• [Records shown]:
- - - - - - -
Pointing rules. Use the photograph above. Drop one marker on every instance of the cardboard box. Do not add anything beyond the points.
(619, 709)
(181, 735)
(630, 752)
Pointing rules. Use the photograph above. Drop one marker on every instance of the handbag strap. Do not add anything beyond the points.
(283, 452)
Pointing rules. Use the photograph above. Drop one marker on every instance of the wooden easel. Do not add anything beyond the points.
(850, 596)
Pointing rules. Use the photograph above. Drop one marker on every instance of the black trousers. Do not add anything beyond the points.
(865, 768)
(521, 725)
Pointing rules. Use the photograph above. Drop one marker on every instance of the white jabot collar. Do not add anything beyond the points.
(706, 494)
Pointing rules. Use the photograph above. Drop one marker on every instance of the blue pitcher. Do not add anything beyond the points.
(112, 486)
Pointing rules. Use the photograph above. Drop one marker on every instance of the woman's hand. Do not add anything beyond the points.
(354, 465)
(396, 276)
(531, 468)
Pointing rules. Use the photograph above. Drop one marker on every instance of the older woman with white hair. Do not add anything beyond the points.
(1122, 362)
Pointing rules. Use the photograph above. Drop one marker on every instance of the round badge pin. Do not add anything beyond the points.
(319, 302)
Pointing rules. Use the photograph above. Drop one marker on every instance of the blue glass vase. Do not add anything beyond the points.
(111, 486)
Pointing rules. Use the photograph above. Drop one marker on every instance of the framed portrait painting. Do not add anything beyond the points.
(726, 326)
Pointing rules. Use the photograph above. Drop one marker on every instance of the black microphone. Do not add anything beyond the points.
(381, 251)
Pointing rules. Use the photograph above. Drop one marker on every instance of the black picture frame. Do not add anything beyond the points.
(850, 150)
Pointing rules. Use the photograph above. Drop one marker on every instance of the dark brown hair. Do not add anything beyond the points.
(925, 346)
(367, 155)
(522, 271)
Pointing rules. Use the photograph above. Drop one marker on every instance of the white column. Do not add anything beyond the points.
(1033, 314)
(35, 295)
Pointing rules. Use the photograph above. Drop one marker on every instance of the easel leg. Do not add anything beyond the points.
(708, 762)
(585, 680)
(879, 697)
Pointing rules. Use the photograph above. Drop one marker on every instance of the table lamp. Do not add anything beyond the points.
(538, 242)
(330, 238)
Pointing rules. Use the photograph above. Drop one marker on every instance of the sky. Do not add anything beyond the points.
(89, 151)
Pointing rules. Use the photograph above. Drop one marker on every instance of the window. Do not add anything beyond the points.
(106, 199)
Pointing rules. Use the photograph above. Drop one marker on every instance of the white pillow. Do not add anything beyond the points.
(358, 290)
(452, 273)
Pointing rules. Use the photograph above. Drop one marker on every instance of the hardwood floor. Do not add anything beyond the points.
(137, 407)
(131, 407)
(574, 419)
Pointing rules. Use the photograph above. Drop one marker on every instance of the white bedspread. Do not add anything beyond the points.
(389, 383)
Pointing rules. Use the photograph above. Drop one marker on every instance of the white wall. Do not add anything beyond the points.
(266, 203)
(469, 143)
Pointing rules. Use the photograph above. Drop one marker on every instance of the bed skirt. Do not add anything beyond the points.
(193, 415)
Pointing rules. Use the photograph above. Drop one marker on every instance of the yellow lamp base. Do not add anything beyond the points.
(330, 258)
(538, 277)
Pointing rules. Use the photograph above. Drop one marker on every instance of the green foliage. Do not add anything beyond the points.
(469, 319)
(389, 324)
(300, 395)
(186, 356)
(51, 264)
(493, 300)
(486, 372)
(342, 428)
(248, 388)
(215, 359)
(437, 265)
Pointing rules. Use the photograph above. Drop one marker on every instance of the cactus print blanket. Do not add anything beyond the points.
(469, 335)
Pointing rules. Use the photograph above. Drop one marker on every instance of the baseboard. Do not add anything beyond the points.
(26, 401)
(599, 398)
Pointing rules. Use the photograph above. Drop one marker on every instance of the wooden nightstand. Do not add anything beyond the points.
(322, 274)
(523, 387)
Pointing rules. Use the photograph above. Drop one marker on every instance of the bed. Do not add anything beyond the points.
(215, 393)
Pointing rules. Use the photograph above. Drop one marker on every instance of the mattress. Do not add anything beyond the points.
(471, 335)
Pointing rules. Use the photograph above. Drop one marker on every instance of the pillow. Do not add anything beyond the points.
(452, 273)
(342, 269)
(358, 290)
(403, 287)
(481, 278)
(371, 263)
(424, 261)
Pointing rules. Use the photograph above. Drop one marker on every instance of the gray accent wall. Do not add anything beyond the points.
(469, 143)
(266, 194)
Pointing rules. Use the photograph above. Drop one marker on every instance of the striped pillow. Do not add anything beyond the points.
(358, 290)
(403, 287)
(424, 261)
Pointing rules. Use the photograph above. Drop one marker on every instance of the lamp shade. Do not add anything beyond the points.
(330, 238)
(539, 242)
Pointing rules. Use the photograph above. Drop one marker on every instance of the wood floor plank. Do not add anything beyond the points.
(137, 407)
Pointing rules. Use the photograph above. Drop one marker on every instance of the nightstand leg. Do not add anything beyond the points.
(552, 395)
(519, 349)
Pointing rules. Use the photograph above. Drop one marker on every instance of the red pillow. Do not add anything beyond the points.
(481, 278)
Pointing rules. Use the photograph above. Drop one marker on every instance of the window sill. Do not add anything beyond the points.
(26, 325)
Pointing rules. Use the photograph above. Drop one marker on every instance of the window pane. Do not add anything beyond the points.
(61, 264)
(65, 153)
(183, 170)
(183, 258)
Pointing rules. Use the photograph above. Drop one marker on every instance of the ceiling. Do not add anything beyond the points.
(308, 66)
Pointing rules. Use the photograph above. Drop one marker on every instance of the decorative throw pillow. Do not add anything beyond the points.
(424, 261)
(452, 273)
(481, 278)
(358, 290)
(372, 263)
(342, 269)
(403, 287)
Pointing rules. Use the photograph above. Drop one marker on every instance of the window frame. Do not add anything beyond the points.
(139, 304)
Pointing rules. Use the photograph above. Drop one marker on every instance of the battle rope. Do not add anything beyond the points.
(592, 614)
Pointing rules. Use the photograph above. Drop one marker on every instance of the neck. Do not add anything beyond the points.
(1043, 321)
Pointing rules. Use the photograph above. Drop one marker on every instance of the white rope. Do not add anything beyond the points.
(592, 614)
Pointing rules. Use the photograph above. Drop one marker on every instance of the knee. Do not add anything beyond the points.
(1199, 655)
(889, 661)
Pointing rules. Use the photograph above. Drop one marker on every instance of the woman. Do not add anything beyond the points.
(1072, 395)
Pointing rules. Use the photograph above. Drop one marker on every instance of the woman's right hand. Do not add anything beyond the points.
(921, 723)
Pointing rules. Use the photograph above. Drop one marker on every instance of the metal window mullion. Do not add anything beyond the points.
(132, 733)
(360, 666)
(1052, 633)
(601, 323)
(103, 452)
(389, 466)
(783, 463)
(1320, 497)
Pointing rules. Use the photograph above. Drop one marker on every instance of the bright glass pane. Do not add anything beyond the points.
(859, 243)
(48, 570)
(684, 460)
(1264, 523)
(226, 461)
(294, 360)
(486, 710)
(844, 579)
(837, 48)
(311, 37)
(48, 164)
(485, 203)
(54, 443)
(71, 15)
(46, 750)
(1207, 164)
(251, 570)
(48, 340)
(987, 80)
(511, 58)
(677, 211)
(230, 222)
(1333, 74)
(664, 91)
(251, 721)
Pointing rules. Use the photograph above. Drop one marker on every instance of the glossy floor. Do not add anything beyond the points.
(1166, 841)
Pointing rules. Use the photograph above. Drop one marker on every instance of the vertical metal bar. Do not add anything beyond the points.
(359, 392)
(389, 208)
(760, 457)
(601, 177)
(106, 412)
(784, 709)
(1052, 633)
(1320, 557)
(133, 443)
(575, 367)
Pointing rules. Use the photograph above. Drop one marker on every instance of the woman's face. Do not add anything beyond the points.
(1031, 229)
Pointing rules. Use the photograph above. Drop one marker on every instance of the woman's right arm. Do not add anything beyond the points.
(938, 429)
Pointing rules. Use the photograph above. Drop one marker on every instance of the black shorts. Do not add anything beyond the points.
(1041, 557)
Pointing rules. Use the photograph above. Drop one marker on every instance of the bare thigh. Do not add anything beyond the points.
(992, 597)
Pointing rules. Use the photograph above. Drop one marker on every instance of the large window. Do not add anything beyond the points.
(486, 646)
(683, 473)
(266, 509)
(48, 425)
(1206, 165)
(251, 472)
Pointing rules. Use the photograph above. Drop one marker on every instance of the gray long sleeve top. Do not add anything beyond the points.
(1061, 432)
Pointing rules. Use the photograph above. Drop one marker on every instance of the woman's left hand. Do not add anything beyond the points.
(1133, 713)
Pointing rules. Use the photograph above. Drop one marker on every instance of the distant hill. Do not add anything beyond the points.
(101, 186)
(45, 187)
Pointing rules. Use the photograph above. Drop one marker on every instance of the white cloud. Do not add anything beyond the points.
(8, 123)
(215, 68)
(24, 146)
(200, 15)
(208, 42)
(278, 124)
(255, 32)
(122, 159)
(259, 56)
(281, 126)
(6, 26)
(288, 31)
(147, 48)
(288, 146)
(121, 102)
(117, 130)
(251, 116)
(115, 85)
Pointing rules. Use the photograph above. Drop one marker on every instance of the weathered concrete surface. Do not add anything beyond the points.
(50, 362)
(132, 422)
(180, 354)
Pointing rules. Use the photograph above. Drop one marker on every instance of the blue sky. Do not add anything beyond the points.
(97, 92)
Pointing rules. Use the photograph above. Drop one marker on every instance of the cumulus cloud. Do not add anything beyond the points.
- - - - - - -
• [Exercise prompt]:
Retype, exactly and only, the lines running from the one with "the blue sky." through the final line of the listing above.

• [Result of this exercise]:
Pointing rules. Use the photograph above. Drop one marker on every instance of the blue sky. Do not add anything beyond the points.
(97, 92)
Pointing rules. Use the photograph above. Drop one marker on every instance of the cumulus cloud. Do not add anything beyond the points.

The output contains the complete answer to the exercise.